BLOQUE DE TEXTO –
- - - -

Todos necesitamos tener una honda experiencia de paz y de sosiego y además con urgencia. Aunque no tengamos conciencia de esta necesidad, es como un grito que emerge, confuso pero potente, de lo más profundo de nuestro ser. El duro bregar de cada día desgasta nuestras fuerzas y agosta nuestra ilusión por la vida. Necesitamos espacios de integración personal, de equilibrio, de armonía y de paz. María, en su Asunción a los cielos, es un verdadero oasis para nuestra vida.
María, eso más nuestro que ya es del cielo, es el oasis donde se nos permite abrir plenamente el corazón sin la agotadora exigencia de ser amado a cambio, amar incondicionalmente sin necesidad ni expectativa, dar sin la necesidad de recibir, estar siempre receptivo a los regalos que te da la vida, nunca culpar a nadie por tus tristezas… Tu verdadero don no reside en tu capacidad de controlar o manipular, sino en tu capacidad de amar, en darle la bienvenida a la vida. Ese es el nacimiento de la verdadera abundancia, es la rendición de nuestro narcisismo, de nuestro protagonismo en todo, de nuestra implicación malsana que todo lo quiere controlar y que nos conduce día tras día al callejón sin salida de una vida estresada, vacía de sentido… Ante esta apertura acogedora y arrodillada, brota la paz y la alegría más elevada que uno pueda imaginarse. Desde ese lugar, uno puede entonar con María su mismo cántico, el Magníficat.

- - - -

TRABAJO PENDIENTE –
**a.** Indique si cada afirmación concuerda con el texto sobre la Asunción de María. Para cada una, responda sí o no y cite literalmente las palabras del texto que lo determinan: (i) el duro bregar diario desgasta nuestras fuerzas; (ii) nuestro verdadero don reside en la capacidad de controlar; (iii) desde ese lugar se puede entonar con María el Magníficat.
**b.** Según el texto sobre la Asunción de María, ¿qué es María en su Asunción a los cielos para nuestra vida?

[Entradas de anotación de coordenadas]

- - - -

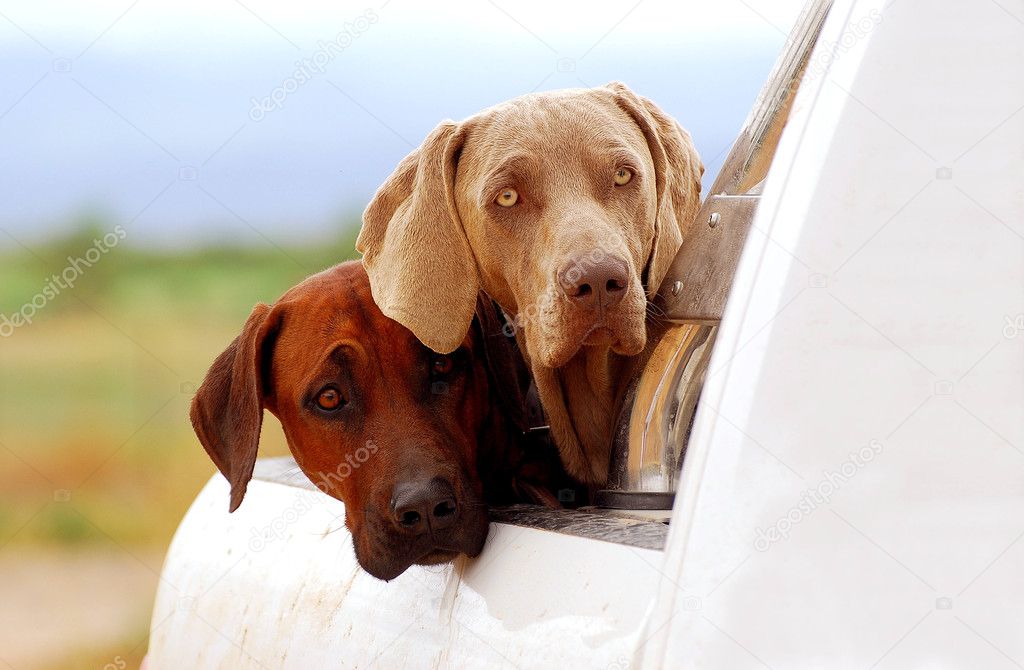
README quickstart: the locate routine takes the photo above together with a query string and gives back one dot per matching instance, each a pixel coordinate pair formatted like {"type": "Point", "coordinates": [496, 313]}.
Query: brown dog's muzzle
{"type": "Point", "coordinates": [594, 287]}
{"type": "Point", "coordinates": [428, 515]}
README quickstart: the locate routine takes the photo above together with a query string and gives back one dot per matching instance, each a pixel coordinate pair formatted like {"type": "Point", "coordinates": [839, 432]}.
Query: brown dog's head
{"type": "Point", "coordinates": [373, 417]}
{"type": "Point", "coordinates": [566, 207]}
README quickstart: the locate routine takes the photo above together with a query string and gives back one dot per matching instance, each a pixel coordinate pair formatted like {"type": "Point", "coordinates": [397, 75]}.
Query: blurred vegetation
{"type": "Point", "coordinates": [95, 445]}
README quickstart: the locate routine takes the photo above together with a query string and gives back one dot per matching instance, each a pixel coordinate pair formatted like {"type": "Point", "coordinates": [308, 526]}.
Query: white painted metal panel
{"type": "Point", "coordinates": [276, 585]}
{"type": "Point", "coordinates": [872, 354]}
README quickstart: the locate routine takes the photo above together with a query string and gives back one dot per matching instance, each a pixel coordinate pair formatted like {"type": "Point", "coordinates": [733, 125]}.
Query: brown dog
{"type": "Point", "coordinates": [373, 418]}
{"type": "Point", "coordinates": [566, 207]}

- - - -

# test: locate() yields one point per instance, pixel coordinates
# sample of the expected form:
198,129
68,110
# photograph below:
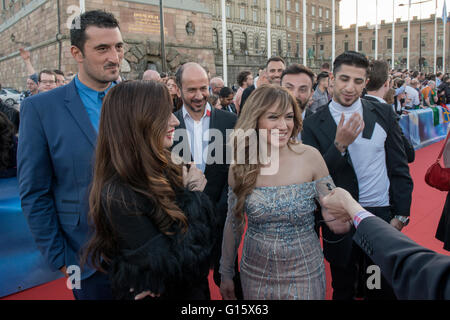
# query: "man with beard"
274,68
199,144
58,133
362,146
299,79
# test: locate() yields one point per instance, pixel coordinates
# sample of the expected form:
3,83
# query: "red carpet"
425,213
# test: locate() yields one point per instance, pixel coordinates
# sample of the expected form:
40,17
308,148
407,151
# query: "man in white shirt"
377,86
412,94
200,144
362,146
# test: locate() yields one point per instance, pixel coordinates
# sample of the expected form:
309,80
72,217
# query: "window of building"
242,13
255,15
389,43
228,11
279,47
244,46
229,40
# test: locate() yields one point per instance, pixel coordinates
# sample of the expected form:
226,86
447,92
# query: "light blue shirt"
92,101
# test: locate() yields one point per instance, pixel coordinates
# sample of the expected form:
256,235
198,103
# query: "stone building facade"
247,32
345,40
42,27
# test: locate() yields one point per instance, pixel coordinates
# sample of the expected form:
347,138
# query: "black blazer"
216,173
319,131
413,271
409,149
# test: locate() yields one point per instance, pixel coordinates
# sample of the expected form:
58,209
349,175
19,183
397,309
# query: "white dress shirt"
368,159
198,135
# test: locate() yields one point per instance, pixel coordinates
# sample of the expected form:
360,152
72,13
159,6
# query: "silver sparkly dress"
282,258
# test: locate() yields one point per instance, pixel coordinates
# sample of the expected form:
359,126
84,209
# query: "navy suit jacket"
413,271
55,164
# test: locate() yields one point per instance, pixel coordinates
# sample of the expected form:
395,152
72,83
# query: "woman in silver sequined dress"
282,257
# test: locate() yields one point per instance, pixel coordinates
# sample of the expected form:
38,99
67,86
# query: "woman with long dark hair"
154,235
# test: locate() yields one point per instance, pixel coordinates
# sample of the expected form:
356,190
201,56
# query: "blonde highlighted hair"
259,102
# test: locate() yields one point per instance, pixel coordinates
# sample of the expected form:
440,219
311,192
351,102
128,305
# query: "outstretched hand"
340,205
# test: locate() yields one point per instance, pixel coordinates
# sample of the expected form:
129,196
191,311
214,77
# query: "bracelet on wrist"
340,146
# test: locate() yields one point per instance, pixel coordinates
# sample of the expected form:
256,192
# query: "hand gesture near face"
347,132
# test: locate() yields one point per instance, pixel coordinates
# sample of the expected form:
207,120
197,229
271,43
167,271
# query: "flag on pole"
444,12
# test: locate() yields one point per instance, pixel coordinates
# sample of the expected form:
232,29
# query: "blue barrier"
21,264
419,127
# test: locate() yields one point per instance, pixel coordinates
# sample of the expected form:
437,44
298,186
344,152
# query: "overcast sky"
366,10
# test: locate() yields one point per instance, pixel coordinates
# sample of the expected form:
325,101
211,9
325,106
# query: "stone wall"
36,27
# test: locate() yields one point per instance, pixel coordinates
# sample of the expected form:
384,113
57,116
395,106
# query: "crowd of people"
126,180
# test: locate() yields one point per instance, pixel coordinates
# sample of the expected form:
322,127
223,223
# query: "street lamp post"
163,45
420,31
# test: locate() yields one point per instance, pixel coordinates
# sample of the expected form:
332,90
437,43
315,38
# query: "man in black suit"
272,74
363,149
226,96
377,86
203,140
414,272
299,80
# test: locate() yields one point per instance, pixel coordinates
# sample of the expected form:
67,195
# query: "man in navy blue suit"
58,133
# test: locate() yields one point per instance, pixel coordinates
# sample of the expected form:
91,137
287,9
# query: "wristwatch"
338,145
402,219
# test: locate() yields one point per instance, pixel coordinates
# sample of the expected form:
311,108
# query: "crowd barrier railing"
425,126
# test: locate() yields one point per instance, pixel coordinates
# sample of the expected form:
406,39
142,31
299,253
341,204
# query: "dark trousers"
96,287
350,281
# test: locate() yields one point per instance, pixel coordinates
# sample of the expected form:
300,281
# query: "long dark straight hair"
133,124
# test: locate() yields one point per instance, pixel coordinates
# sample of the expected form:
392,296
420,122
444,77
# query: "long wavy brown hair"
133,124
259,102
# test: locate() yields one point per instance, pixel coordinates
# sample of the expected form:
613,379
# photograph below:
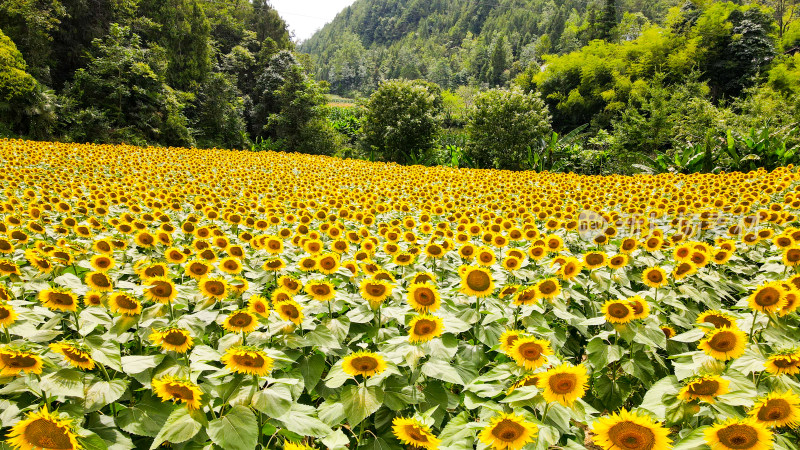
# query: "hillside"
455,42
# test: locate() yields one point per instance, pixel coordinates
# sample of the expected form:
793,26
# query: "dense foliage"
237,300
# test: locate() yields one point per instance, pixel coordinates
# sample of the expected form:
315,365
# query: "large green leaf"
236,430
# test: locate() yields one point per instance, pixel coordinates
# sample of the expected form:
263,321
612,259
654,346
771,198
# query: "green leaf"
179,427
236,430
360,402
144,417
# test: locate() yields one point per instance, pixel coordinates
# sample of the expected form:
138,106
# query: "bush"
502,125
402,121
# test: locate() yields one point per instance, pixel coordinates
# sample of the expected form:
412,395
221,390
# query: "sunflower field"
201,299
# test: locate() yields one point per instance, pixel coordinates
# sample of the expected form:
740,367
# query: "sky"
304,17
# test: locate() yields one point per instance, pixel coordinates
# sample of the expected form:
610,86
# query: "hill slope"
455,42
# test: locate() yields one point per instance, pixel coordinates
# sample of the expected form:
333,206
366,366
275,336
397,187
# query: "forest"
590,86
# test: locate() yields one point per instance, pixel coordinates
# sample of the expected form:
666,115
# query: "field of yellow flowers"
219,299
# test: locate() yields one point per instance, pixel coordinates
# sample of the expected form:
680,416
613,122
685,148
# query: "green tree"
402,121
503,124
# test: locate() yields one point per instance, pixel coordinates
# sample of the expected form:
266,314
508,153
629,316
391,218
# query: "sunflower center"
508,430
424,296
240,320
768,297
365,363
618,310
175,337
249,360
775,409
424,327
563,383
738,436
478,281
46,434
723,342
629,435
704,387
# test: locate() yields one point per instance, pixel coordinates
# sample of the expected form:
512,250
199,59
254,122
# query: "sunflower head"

- - - -

RESPUESTAS EN ORDEN –
**a.**
(i) Sí: «El duro bregar de cada día desgasta nuestras fuerzas y agosta nuestra ilusión por la vida.»
(ii) No: «Tu verdadero don no reside en tu capacidad de controlar o manipular, sino en tu capacidad de amar».
(iii) Sí: «Desde ese lugar, uno puede entonar con María su mismo cántico, el Magníficat.»

**b.** Un verdadero oasis para nuestra vida.